Bangladesh’s Own Liberation Theology: A Nation of Small Farmers?
The history of agrarian East Bengal that I have summarised was however at odds with an emerging nationalist self-image through the 1950s and 1960s, as the territory’s regional colonial status within Pakistan was challenged. Nested within the language movements and student protests was an existentialist proposition contrasting a small peasantry exploited at the hands of “Punjabi” landed and commercial interests. The nationalist case was to be advanced through a solidaristic liberation ideology of a nation of oppressed small farmers.
This “nation of small farmers” proposition, very strongly and understandably associated with the framing of struggle between Bengali primary producers and a Punjab-dominated West Pakistan, was a powerful mobilising construct – an alliance in East Pakistan between an oppressed peasantry and a frustrated petty bourgeoisie (students, civil servants, and urban trading classes) experiencing low, colonially imposed ceilings on aspirations (Jahan 1973).
However, with its implied homogeneity, this framing did ultimately get in the way of a proper understanding of agrarian Bangladesh. The distortion was unwittingly stimulated by the otherwise progressive “Cumilla” initiative from 1959 onwards.22 The research and action-research embedded in the Cumilla programme of farmer cooperatives, the Krishi Samabaya Samity (KSS), advanced the small peasant or minifundist image that was projected on to the country as a whole and underpinned the nationalist stance. The flaw lay in the failure to appreciate the uniqueness of the Cumilla–Dhaka belt in terms of its topography and crop-carrying capacity, with double-cropping as a norm and triple-cropping also widespread in the area. This rich natural resource base for agriculture and horticulture over many decades had stimulated a greater population density than elsewhere in the country, leading to what I refer to as “squared fragmentation,”23 and then more intensive cultivation. A “large” farmer in the belt in the mid-1970s would have no more than five acres, and there were not many such farmers.
There were four problems in projecting this image of the independent, small, virtually subsistence-level farmer on the rest of the country (see Abdullah and Nations 1974). First, it implied, incorrectly, that there were no significant class divisions in the belt itself, thus constituting a strong social base for inclusive cooperatives (the KSS). Secondly, the Cumilla domination of agrarian research in political discourse meant that evidence of variation in this image was insufficiently revealed at the national level, offering a false looking-glass. Thirdly, the socio-economic conditions in other parts of the country, especially “North Bengal,” were almost the opposite of those in the Cumilla–Dhaka belt, with larger holdings, tenants, and landless agricultural labouring classes. It was more proximate to the fading zamindari structures, as described above. Fourthly, the extent of landlessness was only revealed in 1977 by the Januzzi and Peach study (GoB 1977). The earlier understanding underwent a paradigm shift. Within the rural population of almost 90 per cent, approximately 50 per cent were functionally landless in having less than 10 decimals of land, and therefore living significantly below subsistence unless employed. Neither the Cumilla experience nor the liberation image of a nation of small farmer families with shared interests captured the third and fourth points above.

▶ _DATASET EXTRACT_:

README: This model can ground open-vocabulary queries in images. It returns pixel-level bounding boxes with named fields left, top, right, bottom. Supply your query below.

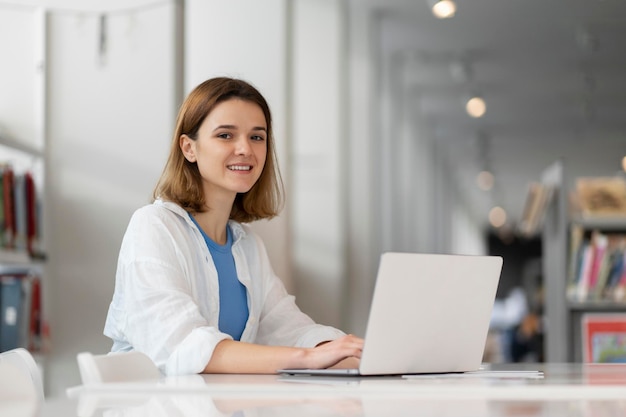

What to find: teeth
left=228, top=165, right=252, bottom=171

▶ _JOB 1_: In the text on agrarian Bangladesh, how much land would a "large" farmer in the Cumilla–Dhaka belt have in the mid-1970s?
▶ _JOB 2_: Return everything in the text on agrarian Bangladesh from "The history of" down to "oppressed small farmers.", word for word.
The material after the text stands apart from it.

▶ _PROBLEM SOLUTION 1_: No more than five acres.

▶ _PROBLEM SOLUTION 2_:
The history of agrarian East Bengal that I have summarised was however at odds with an emerging nationalist self-image through the 1950s and 1960s, as the territory’s regional colonial status within Pakistan was challenged. Nested within the language movements and student protests was an existentialist proposition contrasting a small peasantry exploited at the hands of “Punjabi” landed and commercial interests. The nationalist case was to be advanced through a solidaristic liberation ideology of a nation of oppressed small farmers.